What to do: An exact reproduction of the records is required, with all images left out.

Provided records:
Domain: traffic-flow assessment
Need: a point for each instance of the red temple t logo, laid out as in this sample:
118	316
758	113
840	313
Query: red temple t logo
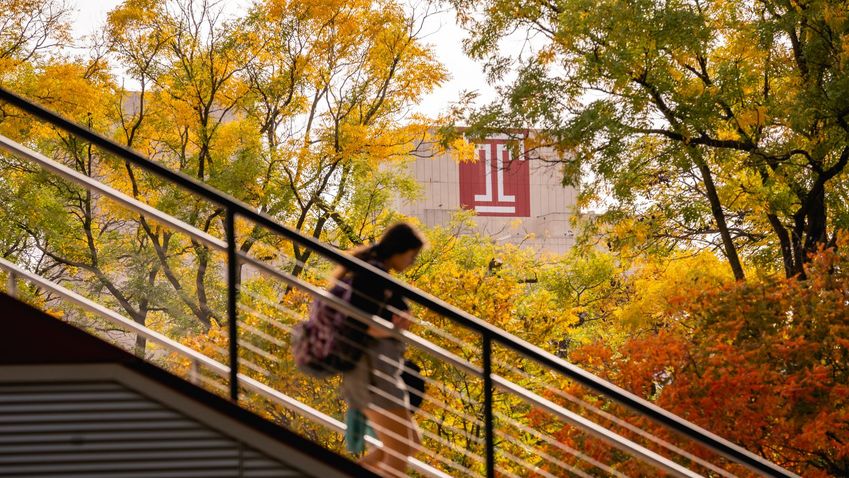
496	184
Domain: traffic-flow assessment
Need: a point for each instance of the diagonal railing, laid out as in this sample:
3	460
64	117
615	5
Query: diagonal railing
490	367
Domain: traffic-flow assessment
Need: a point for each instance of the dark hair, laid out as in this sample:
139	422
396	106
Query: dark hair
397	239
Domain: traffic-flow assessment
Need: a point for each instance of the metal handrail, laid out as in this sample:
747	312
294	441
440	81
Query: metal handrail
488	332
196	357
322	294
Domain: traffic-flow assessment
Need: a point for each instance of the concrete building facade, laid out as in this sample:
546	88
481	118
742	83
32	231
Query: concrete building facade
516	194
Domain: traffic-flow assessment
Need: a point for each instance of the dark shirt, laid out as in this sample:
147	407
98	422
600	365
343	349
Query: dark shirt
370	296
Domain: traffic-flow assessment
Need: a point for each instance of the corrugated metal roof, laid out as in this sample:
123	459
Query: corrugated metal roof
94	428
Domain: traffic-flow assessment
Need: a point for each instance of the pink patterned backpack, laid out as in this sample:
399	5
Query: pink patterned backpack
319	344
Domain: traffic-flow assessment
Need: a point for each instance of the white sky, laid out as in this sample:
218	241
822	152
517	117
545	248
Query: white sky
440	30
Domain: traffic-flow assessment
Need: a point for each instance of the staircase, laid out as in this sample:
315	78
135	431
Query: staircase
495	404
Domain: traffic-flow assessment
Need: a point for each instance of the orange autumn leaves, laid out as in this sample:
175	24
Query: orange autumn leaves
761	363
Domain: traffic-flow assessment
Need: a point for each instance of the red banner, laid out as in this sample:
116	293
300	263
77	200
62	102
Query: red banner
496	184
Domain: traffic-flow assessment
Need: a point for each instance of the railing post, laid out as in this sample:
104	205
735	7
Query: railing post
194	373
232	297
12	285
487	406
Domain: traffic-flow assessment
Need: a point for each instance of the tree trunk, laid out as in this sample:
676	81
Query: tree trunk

Result of the exercise:
Domain: traffic-flow assessment
Need: a point for each instance of the red temple t logo, laid out as in this sample:
118	316
758	113
840	313
Query: red temple t logo
496	184
Domain: traffic-flow assessment
Need: a point for each instance of the diagonal railing, laid out as in this sample:
3	460
64	117
615	5
Query: diagonal railing
490	367
Domain: traffic-flow assessment
Need: a point for each instance of the dark hair, laid out as in this sample:
139	422
396	106
Query: dark hair
397	239
Domain: traffic-flow assessment
Need: a point for each instance of the metal handrail, laid out as in this sample:
747	312
294	441
440	81
Query: metal handrail
488	332
196	357
322	294
Domain: traffic-flow assessment
Need: a point for each instance of the concrete building facade, laid out as in this sample:
546	88
481	118
742	83
32	231
Query: concrete building facade
516	194
Domain: traffic-flow assessment
Need: a point for each instance of the dark shirt, laid out as in this sample:
147	407
98	422
600	365
343	349
Query: dark shirt
370	296
Domain: traffic-flow assessment
Need: a point for each instance of the corrugated metal roof, laid out as in this sample:
123	459
Query: corrugated metal roof
94	428
Domain: traffic-flow assessment
Need: a point for each instance of the pink patterned backpack, laid out as in this sample:
399	5
Query: pink patterned backpack
319	344
Domain: traffic-flow assessment
Need: a point for each instance of the white sky, laid out as in this sample:
218	241
822	152
517	117
545	248
Query: white sky
440	30
Domain: traffic-flow assessment
Need: a point for each instance of the staircase, laid out as in this sample:
315	78
135	431
Query: staircase
495	404
Domain: traffic-flow assessment
Need: a point for each instance of the orange autumn leaves, laid out as in this sample:
175	24
Query: orange autumn leaves
761	363
Domain: traffic-flow assessment
Need: a point for each instance of the red banner, laid out as in this sample:
116	293
300	263
77	200
62	102
Query: red banner
496	184
Domain: traffic-flow assessment
Need: a point for each instance of the railing post, laid out as in this sample:
104	205
735	7
Query: railing post
194	373
232	297
12	285
487	406
Domain: traffic-flow assessment
Need: a point for each instance of the tree trunk, laid out as in this sample:
676	81
Query: tree trunk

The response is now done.